To do
Filter the material below, keeping only the lines that contain the word "approximate", and copy each of those lines. Case counts.

Records for this task

- - - -

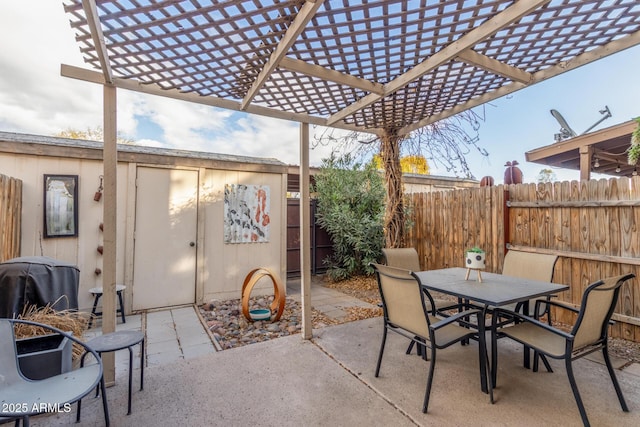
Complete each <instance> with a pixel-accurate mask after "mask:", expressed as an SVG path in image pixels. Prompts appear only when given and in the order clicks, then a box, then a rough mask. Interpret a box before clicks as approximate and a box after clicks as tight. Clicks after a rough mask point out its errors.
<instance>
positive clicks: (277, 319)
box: [242, 268, 285, 322]
mask: <svg viewBox="0 0 640 427" xmlns="http://www.w3.org/2000/svg"><path fill="white" fill-rule="evenodd" d="M264 276H269V277H270V278H271V282H273V291H274V297H273V302H272V303H271V306H270V309H271V321H272V322H275V321H277V320H279V319H280V316H282V313H283V312H284V303H285V294H284V288H283V287H282V283H281V282H280V279H278V276H277V275H275V274H274V273H272V272H271V271H269V270H268V269H266V268H256V269H253V270H251V271H250V272H249V274H247V277H245V278H244V283H243V284H242V314H244V317H246V318H247V319H248V320H252V319H251V316H250V315H249V297H250V296H251V290H252V289H253V287H254V286H255V284H256V283H258V280H260V279H262V278H263V277H264ZM274 312H275V317H274Z"/></svg>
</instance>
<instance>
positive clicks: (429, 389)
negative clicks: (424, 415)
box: [422, 344, 436, 414]
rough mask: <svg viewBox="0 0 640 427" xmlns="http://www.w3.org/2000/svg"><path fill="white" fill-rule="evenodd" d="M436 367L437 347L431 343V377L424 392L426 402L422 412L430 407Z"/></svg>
mask: <svg viewBox="0 0 640 427" xmlns="http://www.w3.org/2000/svg"><path fill="white" fill-rule="evenodd" d="M435 367H436V347H435V346H434V345H433V344H432V345H431V362H430V363H429V377H428V378H427V390H426V391H425V393H424V403H423V404H422V412H423V413H425V414H426V413H427V408H428V407H429V397H430V395H431V384H432V383H433V372H434V371H435Z"/></svg>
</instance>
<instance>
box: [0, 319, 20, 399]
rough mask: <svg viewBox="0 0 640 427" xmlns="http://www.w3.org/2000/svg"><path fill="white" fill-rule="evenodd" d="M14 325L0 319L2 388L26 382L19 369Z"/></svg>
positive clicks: (0, 372) (1, 386)
mask: <svg viewBox="0 0 640 427" xmlns="http://www.w3.org/2000/svg"><path fill="white" fill-rule="evenodd" d="M17 353H18V351H17V349H16V343H15V338H14V335H13V324H12V323H11V322H10V321H9V320H7V319H0V388H4V387H8V386H10V385H12V384H15V383H19V382H22V381H24V380H23V379H22V378H21V376H20V371H19V368H18V357H17Z"/></svg>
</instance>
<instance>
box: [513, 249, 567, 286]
mask: <svg viewBox="0 0 640 427" xmlns="http://www.w3.org/2000/svg"><path fill="white" fill-rule="evenodd" d="M557 260H558V257H557V255H548V254H536V253H532V252H521V251H514V250H510V251H509V252H507V254H506V255H505V256H504V263H503V264H502V274H504V275H505V276H512V277H521V278H523V279H531V280H539V281H541V282H551V279H553V269H554V267H555V265H556V261H557Z"/></svg>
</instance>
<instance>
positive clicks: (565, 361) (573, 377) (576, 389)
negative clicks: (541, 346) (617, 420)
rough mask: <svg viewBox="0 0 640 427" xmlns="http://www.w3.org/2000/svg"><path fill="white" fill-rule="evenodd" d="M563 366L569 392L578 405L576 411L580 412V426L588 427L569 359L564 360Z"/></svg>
mask: <svg viewBox="0 0 640 427" xmlns="http://www.w3.org/2000/svg"><path fill="white" fill-rule="evenodd" d="M565 365H566V368H567V376H568V377H569V384H571V391H572V392H573V397H575V399H576V405H578V411H580V418H582V424H584V426H585V427H589V426H590V424H589V419H588V418H587V411H586V410H585V409H584V403H582V398H581V397H580V392H579V391H578V384H576V379H575V378H574V376H573V368H572V366H571V359H570V358H566V359H565Z"/></svg>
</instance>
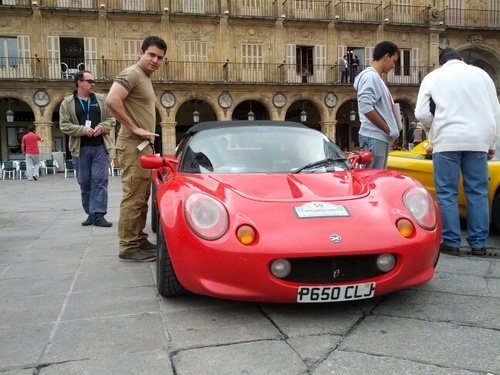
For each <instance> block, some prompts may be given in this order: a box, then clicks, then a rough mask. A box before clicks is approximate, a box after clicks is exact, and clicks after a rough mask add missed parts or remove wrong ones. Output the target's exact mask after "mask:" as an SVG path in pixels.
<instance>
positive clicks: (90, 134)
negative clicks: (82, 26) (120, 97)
mask: <svg viewBox="0 0 500 375" xmlns="http://www.w3.org/2000/svg"><path fill="white" fill-rule="evenodd" d="M74 81H75V85H76V90H75V91H74V92H73V94H71V95H69V96H67V97H66V98H64V100H63V102H62V103H61V108H60V109H59V117H60V119H59V126H60V128H61V131H62V132H63V133H64V134H67V135H69V150H70V151H71V155H72V156H73V164H74V166H75V171H76V177H77V179H78V184H79V185H80V191H81V195H82V206H83V209H84V210H85V213H86V214H87V215H88V217H87V219H86V220H85V221H84V222H82V225H83V226H87V225H96V226H99V227H110V226H112V223H110V222H108V221H107V220H106V219H105V218H104V215H106V213H107V211H108V177H109V152H110V151H111V149H112V148H113V147H114V140H113V138H112V137H111V135H110V132H111V129H112V128H113V126H115V122H116V121H115V119H114V117H113V115H112V113H111V111H110V110H109V109H108V107H107V106H106V104H105V103H104V95H102V94H96V93H94V87H95V81H94V77H93V76H92V73H90V72H89V71H87V70H82V71H80V72H77V73H76V74H75V77H74Z"/></svg>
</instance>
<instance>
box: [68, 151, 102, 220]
mask: <svg viewBox="0 0 500 375" xmlns="http://www.w3.org/2000/svg"><path fill="white" fill-rule="evenodd" d="M73 164H74V166H75V170H76V177H77V179H78V184H80V191H81V195H82V206H83V209H84V210H85V213H86V214H87V215H89V216H91V217H92V218H95V215H96V214H101V215H106V213H107V212H108V178H109V155H108V153H107V151H106V148H105V147H104V145H99V146H86V147H82V148H81V149H80V156H79V157H76V156H75V157H73Z"/></svg>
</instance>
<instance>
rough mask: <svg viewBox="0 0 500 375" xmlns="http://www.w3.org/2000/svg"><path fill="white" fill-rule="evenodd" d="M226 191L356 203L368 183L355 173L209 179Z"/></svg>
mask: <svg viewBox="0 0 500 375" xmlns="http://www.w3.org/2000/svg"><path fill="white" fill-rule="evenodd" d="M210 178H212V179H214V180H216V181H217V182H218V183H219V184H223V185H225V187H226V188H227V189H231V190H233V191H234V192H235V193H237V194H239V195H241V196H244V197H246V198H249V199H254V200H269V199H273V200H291V199H292V200H295V199H298V200H309V201H314V200H316V199H323V200H324V199H335V200H338V199H357V198H360V197H364V196H366V195H368V194H369V192H370V186H369V185H368V183H367V182H366V181H365V179H364V178H363V177H361V176H359V175H358V174H357V173H355V172H352V171H345V172H335V173H299V174H265V175H256V174H251V175H250V174H248V175H233V174H223V175H215V174H213V175H210Z"/></svg>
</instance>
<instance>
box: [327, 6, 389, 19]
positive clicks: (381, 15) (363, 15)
mask: <svg viewBox="0 0 500 375" xmlns="http://www.w3.org/2000/svg"><path fill="white" fill-rule="evenodd" d="M333 13H334V18H335V20H336V22H345V23H370V24H381V23H382V4H381V3H380V4H366V3H358V2H340V3H338V4H335V6H334V9H333Z"/></svg>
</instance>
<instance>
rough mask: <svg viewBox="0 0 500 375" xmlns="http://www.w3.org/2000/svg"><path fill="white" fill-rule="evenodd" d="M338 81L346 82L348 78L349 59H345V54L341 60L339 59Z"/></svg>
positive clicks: (348, 69)
mask: <svg viewBox="0 0 500 375" xmlns="http://www.w3.org/2000/svg"><path fill="white" fill-rule="evenodd" d="M340 74H341V76H340V83H347V82H348V80H349V61H347V55H344V57H343V58H342V60H340Z"/></svg>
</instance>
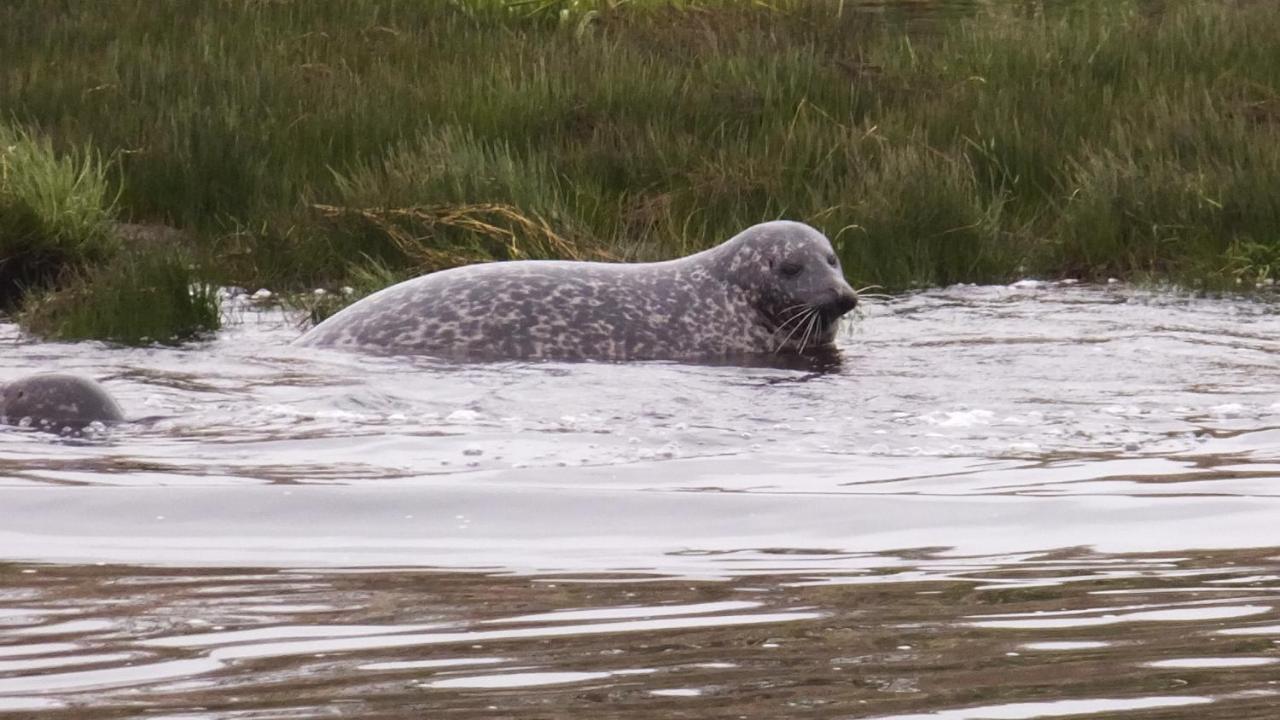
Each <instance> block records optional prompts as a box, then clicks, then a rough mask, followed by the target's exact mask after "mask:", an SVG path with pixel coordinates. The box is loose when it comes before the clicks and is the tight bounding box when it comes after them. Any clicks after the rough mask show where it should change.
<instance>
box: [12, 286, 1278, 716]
mask: <svg viewBox="0 0 1280 720" xmlns="http://www.w3.org/2000/svg"><path fill="white" fill-rule="evenodd" d="M230 310H232V313H233V315H234V322H233V323H232V324H230V325H229V327H228V329H225V331H224V332H221V333H220V334H219V336H218V337H216V338H215V340H212V341H210V342H207V343H204V345H198V346H189V347H184V348H147V350H120V348H110V347H105V346H96V345H84V343H82V345H50V343H26V342H22V341H20V340H19V337H18V333H17V331H15V329H14V328H13V327H12V325H3V324H0V348H3V352H0V380H6V379H12V378H15V377H18V375H22V374H26V373H29V372H32V370H50V369H58V370H70V372H81V373H86V374H90V375H93V377H97V378H99V379H102V380H104V383H105V384H106V386H108V387H109V388H110V389H111V391H113V392H114V393H115V395H116V396H118V397H119V400H120V402H122V405H123V406H124V407H125V410H127V411H128V413H129V414H131V415H132V416H134V418H138V419H140V421H138V423H136V424H132V425H128V427H123V428H118V429H114V430H110V432H108V433H105V434H102V436H100V437H91V438H59V437H54V436H49V434H41V433H32V432H26V430H18V429H9V430H4V432H0V715H4V714H14V715H15V716H22V717H49V719H55V717H95V719H96V717H108V719H110V717H133V716H137V715H140V714H142V712H146V714H147V716H148V717H174V719H177V717H182V719H197V717H198V719H211V717H216V719H280V717H321V716H349V717H402V716H406V717H407V716H413V717H420V716H433V717H434V716H456V717H507V716H511V717H579V719H580V717H637V719H639V717H645V719H648V717H742V716H745V717H893V719H899V720H901V719H908V717H911V719H916V717H919V719H942V720H952V719H987V717H992V719H1032V717H1087V716H1094V717H1135V719H1153V717H1161V719H1170V717H1179V719H1181V717H1187V719H1192V717H1196V719H1206V717H1222V719H1226V717H1231V719H1236V717H1275V716H1276V715H1277V712H1276V708H1280V697H1277V694H1276V693H1277V692H1280V648H1277V644H1276V643H1277V642H1280V551H1277V550H1276V548H1277V547H1280V364H1277V363H1276V356H1277V351H1280V340H1277V338H1280V309H1277V306H1276V305H1275V304H1274V302H1267V301H1249V300H1206V299H1193V297H1188V296H1181V295H1170V293H1158V292H1148V291H1138V290H1133V288H1125V287H1120V286H1114V287H1103V288H1100V287H1080V286H1071V284H1039V283H1020V284H1018V286H1012V287H956V288H948V290H942V291H933V292H924V293H918V295H913V296H908V297H901V299H897V300H893V301H890V302H884V304H878V305H874V306H872V307H868V309H867V311H865V314H864V316H863V318H861V319H860V320H858V322H855V323H851V324H850V327H849V329H847V331H846V332H845V333H844V336H842V337H841V345H842V352H844V364H842V366H841V368H840V369H838V370H836V372H831V373H812V372H804V370H787V369H759V368H756V369H739V368H707V366H690V365H667V364H635V365H600V364H586V365H561V364H495V365H470V366H468V365H440V364H433V363H425V361H408V360H399V359H387V357H364V356H352V355H343V354H338V352H333V354H328V352H319V351H314V350H305V351H303V350H300V348H293V347H289V346H288V345H287V343H288V341H289V340H291V338H292V337H296V334H297V329H296V328H294V327H293V325H292V324H291V322H289V319H288V318H285V316H284V315H282V314H279V313H278V311H270V310H255V309H252V307H248V306H244V305H237V306H234V307H230Z"/></svg>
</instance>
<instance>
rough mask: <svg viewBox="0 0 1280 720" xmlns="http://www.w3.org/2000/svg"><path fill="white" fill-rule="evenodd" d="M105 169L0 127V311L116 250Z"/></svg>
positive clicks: (114, 237)
mask: <svg viewBox="0 0 1280 720" xmlns="http://www.w3.org/2000/svg"><path fill="white" fill-rule="evenodd" d="M113 202H114V195H113V192H111V188H110V183H109V181H108V169H106V165H105V164H104V163H102V160H101V159H100V158H99V156H97V154H96V152H93V151H92V150H91V149H74V150H73V151H70V152H67V154H58V152H55V151H54V149H52V146H51V145H50V142H49V141H47V140H46V138H42V137H40V136H37V135H33V133H31V132H27V131H24V129H20V128H15V127H12V126H8V124H4V123H0V310H3V309H5V307H12V306H13V305H14V304H15V302H17V301H18V300H19V297H20V296H22V293H23V292H26V291H27V290H29V288H42V287H46V286H49V284H51V283H52V282H54V281H55V279H56V278H58V277H59V275H60V274H61V273H64V272H67V270H68V269H70V268H76V266H84V265H88V264H93V263H101V261H104V260H106V259H109V258H110V256H111V255H113V254H114V252H115V250H116V245H118V243H116V240H115V236H114V233H113V232H111V220H113V210H114V208H113Z"/></svg>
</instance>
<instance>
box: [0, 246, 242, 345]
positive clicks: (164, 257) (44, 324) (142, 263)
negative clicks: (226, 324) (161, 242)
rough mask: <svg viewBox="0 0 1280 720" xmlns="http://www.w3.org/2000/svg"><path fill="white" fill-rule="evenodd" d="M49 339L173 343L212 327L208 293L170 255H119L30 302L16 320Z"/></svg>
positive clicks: (213, 307) (32, 299)
mask: <svg viewBox="0 0 1280 720" xmlns="http://www.w3.org/2000/svg"><path fill="white" fill-rule="evenodd" d="M18 320H19V323H20V324H22V325H23V327H24V329H27V331H28V332H32V333H35V334H38V336H41V337H46V338H51V340H68V341H69V340H102V341H109V342H118V343H123V345H150V343H175V342H180V341H186V340H192V338H196V337H200V336H201V334H204V333H206V332H211V331H216V329H218V328H219V327H220V314H219V305H218V293H216V288H214V287H212V286H210V284H206V283H204V282H201V281H200V279H198V275H197V274H196V272H195V270H193V268H192V266H191V263H189V261H188V260H187V259H186V258H184V256H182V255H180V254H177V252H172V251H170V252H154V251H152V252H145V254H131V252H122V254H120V255H118V256H116V258H115V259H114V260H113V261H110V263H108V264H105V265H99V266H95V268H91V269H87V270H82V272H78V273H76V274H74V275H73V277H72V279H70V281H69V282H65V283H64V284H63V287H60V288H59V290H55V291H50V292H46V293H44V295H40V296H37V297H35V299H31V300H29V301H28V302H27V304H26V305H24V307H23V310H22V313H20V314H19V316H18Z"/></svg>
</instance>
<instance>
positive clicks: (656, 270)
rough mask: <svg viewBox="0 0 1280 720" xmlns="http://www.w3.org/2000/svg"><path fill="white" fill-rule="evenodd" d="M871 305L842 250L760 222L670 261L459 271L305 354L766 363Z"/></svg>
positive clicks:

- - - -

Output for this task
Complete each <instance> with a pixel-accurate mask after "mask:", expressed as an SVG path in image pixels. Prompts appear only when given and in the order clicks, then a box, then a rough mask. Interpret a box before clicks as approximate and a box after clicks as tight. Clicks after a rough mask point out its errors.
For each <instance> block, some prompts may be given in this order: a box, then clicks, then a rough mask. A box before clicks is approximate, a box after clicks is exact, and clicks after a rough mask add missed parts or remove wrong ones. Output the target's exact mask after "mask:" as an SVG path in pixels.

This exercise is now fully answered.